Задания к упражнению:
1. Перепишите в статье о мемуарах Анатолия Гладилина всё от слов «Александр Агеев» и вплоть до слов «все платили шестидесятники.», заменив «зависти» на «обиды».
2. Допишите продолжение статьи о мемуарах Анатолия Гладилина, начиная после её последнего предложения.

Исходный текст:
==================================================
Александр Агеев
Им повезло
Тема везения начинает звучать в первых же абзацах “Первой попытки мемуаров” Анатолия Гладилина (“Октябрь”, 2007, № 6, обещано книжкой в издательстве
“Вагриус”). Но еще раньше заявлена тема зависти: “Один из мифов про шестидесятников, причем миф устоявшийся, растиражированный, заключается в том, что у нас была очень легкая юность, молодость, мы очень много печатались, купались в славе, деньгах и так далее, и так далее”.
Такой миф о шестидесятниках действительно имел место быть, но трудно отрицать, что он все-таки опирался на некую реальность — и печатались (некоторые) шестидесятники много (хотя и до поры), и слава у них была всесоюзная, а потом и международная, и гонорары капали. Другое дело, чем за это все платили шестидесятники.
==================================================
[Данные разметки расположения объектов]
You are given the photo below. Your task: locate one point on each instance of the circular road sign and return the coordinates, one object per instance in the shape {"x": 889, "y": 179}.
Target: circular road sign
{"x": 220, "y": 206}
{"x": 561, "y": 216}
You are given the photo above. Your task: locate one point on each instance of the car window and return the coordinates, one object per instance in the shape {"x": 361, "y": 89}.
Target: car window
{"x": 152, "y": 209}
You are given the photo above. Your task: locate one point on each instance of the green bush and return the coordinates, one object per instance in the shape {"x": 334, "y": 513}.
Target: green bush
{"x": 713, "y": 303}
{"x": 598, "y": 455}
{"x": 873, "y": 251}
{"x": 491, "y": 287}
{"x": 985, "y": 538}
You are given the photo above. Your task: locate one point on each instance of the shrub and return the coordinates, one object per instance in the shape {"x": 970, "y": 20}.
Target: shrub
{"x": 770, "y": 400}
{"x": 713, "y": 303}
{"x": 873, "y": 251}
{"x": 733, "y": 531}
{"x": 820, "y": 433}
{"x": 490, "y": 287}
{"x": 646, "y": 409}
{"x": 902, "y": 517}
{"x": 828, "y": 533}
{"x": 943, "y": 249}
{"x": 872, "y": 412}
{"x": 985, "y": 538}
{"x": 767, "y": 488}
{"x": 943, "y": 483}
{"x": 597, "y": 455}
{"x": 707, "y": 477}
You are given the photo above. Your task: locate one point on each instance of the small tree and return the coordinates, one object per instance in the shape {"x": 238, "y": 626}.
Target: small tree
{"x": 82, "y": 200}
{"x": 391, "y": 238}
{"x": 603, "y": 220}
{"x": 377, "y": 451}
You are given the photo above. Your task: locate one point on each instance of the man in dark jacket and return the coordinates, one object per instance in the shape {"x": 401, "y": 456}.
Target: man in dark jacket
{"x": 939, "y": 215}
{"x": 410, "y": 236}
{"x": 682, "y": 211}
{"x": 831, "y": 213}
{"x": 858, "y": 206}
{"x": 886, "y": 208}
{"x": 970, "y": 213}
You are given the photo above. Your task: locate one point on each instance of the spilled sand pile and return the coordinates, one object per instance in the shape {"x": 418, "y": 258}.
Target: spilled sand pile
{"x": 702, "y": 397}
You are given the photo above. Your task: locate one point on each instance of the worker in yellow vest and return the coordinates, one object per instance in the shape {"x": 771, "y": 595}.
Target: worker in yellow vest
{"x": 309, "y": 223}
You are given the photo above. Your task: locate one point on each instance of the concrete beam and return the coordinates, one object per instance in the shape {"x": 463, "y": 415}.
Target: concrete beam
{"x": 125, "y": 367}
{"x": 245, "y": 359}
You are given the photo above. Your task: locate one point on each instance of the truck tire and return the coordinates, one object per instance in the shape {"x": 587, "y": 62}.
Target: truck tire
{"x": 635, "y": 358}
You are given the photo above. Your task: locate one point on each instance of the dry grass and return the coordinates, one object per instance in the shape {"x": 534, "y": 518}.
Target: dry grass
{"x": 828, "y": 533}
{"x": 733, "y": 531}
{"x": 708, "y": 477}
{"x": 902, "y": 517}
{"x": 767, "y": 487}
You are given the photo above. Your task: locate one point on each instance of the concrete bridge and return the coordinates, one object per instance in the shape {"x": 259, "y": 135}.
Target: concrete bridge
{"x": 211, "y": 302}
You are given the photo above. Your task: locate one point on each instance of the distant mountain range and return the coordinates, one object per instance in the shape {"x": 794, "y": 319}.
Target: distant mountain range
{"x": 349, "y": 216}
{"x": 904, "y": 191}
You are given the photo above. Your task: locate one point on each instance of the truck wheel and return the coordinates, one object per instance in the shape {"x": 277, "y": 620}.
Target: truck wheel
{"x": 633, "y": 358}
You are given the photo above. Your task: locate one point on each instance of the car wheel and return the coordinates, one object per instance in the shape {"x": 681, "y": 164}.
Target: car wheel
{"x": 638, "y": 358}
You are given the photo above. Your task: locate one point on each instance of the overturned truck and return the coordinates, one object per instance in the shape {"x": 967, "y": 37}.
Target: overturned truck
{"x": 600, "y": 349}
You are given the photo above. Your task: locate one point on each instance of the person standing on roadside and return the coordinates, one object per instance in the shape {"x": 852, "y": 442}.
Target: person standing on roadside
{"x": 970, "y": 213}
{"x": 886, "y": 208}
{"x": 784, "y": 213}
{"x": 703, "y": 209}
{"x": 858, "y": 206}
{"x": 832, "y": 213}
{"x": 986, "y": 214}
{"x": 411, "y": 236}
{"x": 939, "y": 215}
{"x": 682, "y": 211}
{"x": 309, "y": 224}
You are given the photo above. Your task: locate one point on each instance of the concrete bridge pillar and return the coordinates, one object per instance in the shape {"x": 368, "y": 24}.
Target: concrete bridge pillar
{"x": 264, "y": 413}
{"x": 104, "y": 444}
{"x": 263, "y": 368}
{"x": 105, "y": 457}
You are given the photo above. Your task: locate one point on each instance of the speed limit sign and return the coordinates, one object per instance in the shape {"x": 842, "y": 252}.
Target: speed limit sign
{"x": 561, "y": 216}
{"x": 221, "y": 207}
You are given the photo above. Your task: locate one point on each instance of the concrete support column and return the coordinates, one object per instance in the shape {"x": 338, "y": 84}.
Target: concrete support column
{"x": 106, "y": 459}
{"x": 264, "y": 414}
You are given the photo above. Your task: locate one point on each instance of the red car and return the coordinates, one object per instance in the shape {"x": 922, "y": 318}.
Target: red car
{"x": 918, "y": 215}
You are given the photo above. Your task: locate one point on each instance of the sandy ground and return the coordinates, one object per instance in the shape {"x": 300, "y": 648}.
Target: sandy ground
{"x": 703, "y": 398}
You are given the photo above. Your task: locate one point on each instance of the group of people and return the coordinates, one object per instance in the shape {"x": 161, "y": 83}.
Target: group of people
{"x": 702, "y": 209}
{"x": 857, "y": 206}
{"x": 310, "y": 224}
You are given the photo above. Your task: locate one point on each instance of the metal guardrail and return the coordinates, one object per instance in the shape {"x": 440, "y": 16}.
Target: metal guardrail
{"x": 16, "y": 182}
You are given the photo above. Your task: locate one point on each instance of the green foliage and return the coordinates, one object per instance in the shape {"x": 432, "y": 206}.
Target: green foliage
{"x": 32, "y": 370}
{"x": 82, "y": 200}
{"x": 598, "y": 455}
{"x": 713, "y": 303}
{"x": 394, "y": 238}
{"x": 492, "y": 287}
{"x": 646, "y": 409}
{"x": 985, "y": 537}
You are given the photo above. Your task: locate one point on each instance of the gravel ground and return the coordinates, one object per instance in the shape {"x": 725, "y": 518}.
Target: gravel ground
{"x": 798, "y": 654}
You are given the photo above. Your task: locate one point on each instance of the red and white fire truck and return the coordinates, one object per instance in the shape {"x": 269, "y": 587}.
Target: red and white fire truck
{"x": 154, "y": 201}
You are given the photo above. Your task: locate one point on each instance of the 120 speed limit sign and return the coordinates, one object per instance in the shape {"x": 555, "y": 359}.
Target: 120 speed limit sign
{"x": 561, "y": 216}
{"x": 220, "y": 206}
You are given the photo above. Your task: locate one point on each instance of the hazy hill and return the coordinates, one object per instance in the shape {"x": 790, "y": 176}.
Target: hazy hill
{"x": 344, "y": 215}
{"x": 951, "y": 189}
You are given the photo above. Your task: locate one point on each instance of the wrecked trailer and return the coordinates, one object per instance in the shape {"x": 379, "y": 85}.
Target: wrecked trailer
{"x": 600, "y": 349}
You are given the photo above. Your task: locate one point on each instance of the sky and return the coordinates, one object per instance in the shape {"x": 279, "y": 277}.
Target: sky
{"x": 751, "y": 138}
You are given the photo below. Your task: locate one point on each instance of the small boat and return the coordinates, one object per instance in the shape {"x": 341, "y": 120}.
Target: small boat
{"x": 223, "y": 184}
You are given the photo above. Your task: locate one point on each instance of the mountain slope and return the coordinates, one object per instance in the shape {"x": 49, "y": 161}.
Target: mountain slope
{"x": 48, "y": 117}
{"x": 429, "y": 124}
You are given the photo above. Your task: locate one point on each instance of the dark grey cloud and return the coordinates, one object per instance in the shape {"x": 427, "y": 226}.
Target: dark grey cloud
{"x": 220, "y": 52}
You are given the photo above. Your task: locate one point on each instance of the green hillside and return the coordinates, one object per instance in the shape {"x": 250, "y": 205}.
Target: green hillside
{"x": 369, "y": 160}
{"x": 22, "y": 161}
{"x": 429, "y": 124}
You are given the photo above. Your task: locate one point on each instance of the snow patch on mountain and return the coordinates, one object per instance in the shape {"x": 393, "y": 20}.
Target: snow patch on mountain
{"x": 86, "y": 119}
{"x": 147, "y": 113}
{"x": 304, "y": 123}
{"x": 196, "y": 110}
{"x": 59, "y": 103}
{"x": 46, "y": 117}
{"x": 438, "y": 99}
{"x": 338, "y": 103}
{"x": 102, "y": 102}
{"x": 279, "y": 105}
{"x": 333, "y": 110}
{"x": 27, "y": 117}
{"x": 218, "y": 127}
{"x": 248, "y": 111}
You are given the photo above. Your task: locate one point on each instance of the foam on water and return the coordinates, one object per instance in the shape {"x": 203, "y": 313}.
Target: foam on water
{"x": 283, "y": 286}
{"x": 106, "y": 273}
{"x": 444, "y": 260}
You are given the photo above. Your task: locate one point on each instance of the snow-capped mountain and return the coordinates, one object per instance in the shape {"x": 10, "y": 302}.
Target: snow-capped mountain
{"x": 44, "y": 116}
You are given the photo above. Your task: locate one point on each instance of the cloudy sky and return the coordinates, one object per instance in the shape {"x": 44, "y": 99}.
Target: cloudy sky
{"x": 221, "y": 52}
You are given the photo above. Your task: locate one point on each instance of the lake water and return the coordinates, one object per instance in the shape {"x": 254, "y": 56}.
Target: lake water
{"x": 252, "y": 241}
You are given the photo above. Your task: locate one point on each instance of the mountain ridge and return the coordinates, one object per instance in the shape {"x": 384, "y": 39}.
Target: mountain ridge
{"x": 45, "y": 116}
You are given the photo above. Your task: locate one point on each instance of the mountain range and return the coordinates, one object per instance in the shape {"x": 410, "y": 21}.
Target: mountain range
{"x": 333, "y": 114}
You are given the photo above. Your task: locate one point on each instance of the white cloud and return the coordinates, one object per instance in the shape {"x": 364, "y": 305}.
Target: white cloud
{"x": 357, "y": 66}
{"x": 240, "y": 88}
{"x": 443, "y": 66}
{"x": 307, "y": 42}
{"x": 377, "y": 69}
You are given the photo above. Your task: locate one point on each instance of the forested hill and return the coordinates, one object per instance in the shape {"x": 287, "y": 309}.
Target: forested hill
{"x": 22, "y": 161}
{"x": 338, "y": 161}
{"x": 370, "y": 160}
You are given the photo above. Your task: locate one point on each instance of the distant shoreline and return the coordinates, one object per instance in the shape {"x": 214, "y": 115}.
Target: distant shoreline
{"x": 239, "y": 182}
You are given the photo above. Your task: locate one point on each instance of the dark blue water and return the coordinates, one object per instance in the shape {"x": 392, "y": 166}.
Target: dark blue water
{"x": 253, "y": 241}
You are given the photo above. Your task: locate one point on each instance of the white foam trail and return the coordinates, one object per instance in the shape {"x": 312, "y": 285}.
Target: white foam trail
==================================================
Ответы к упражнению:
1.
Александр Агеев
Им повезло
Тема везения начинает звучать в первых же абзацах “Первой попытки мемуаров” Анатолия Гладилина (“Октябрь”, 2007, № 6, обещано книжкой в издательстве
“Вагриус”). Но еще раньше заявлена тема обиды: “Один из мифов про шестидесятников, причем миф устоявшийся, растиражированный, заключается в том, что у нас была очень легкая юность, молодость, мы очень много печатались, купались в славе, деньгах и так далее, и так далее”.
Такой миф о шестидесятниках действительно имел место быть, но трудно отрицать, что он все-таки опирался на некую реальность — и печатались (некоторые) шестидесятники много (хотя и до поры), и слава у них была всесоюзная, а потом и международная, и гонорары капали. Другое дело, чем за это все платили шестидесятники.

2.
Сергей Довлатов был моложе Гладилина всего на шесть лет, но уже понимал, почему младшие литературные поколения не очень любили прославившихся предшественников. Гладилин цитирует: “У меня есть письмо Довлатова, где он объясняет, почему в эмиграции молодые задиристые начинали меня клевать: “Они самоутверждаются. Их отношение к Вам подкрашено социальным чувством. Огрубленно содержание этого чувства таково: “Ты, Гладилин, знаменитость. С Евтушенко выпивал. Кучу денег зарабатывал. Жил с актрисами и балеринами. Сиял и блаженствовал. А мы копошились в говне. За это мы тебе покажем”. … Но и я так думаю. Или почти так. И ненавижу себя за эти чувства. Поразительно, что и Бродский, фигура огромная, тоже этим затронут. Достаточно увидеть его с Аксеновым. Все те же комплексы. Чувство мальчика без штанов по отношению к мальчику в штанах, хотя, казалось бы, Иосиф так знаменит, так прекрасен... А подобреть не может”.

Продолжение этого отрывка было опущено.